• **Instruction**: In the contract excerpt below, what serves as Seller's sole and exclusive remedy when Seller terminates the Agreement under Section 13.1(a)?

• **Page extract**:
■ ■ ■ ■ ■ ■ ■
Section 13. Default and Termination. 

13.1. Seller’s Termination. 

(a) Seller may terminate this Agreement at or prior to Closing if any of the Seller’s Closing Conditions set forth in Sections
8.2(a)(i)-(iv) have not been met on or prior to the Closing Date. In the event this Agreement is terminated by Seller pursuant to this Section 13.1(a), then Escrow Agent shall immediately disburse the Earnest Money to Seller,
and upon such disbursement this Agreement shall automatically terminate, and shall be deemed null and void and of no further force or effect, and neither party shall have any rights or obligations against or to the other except those which expressly
survive such termination. Buyer and Seller hereby acknowledge and agree that it would be impractical and/or extremely difficult to fix or establish the actual damage sustained by Seller as a result of such default by Buyer pursuant to this
Section 13.1(a), and agree that the Earnest Money is a reasonable approximation thereof. Accordingly, in the event that Seller terminates this Agreement pursuant to this Section 13.1(a), the Earnest Money shall constitute and
be deemed to be the agreed and liquidated damages of Seller, and shall be paid 

  
 30 

 
by Escrow Agent to Seller as Seller’s sole and exclusive remedy hereunder; provided, however, the foregoing shall not limit Buyer’s obligation to pay to Seller all reasonable
attorneys’ fees and costs of Seller to enforce the provisions of this Section 13.1 or limit Buyer’s indemnification obligations owed to Seller pursuant to this Agreement that survive a termination of this Agreement. The payment
of the Earnest Money as liquidated damages is not intended to be a forfeiture or penalty, but is intended to constitute liquidated damages to Seller.
■ ■ ■ ■ ■ ■ ■
Items drawn from a data source
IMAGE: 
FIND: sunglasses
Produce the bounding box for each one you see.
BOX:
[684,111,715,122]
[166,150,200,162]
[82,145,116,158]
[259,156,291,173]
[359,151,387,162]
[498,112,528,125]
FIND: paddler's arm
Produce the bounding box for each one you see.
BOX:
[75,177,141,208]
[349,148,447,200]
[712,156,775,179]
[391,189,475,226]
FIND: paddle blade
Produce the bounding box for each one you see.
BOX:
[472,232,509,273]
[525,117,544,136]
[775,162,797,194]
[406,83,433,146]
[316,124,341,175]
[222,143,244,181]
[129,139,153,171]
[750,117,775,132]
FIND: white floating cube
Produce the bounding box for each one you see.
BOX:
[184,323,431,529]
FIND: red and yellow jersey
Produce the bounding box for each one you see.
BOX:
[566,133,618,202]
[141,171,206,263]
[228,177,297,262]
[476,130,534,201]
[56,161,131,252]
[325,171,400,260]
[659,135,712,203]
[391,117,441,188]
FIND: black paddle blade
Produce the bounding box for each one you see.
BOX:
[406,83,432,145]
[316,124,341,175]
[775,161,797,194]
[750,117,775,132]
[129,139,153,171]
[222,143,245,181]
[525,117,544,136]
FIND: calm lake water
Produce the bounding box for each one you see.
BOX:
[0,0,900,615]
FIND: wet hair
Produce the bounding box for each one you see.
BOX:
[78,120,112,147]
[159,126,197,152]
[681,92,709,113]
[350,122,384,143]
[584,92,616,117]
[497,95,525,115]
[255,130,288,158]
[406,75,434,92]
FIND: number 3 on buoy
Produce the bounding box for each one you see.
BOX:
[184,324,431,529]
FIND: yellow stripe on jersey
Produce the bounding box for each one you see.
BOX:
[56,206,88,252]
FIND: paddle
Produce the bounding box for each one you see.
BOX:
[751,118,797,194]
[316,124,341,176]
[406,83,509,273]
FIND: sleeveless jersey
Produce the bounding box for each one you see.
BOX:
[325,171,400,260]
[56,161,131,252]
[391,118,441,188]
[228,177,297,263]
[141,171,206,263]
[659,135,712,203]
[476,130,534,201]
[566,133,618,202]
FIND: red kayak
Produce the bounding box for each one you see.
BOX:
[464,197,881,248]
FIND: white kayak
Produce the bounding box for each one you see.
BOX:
■ ■ ■ ■ ■ ■ ■
• **The reply**: The Earnest Money, paid by Escrow Agent to Seller as agreed liquidated damages.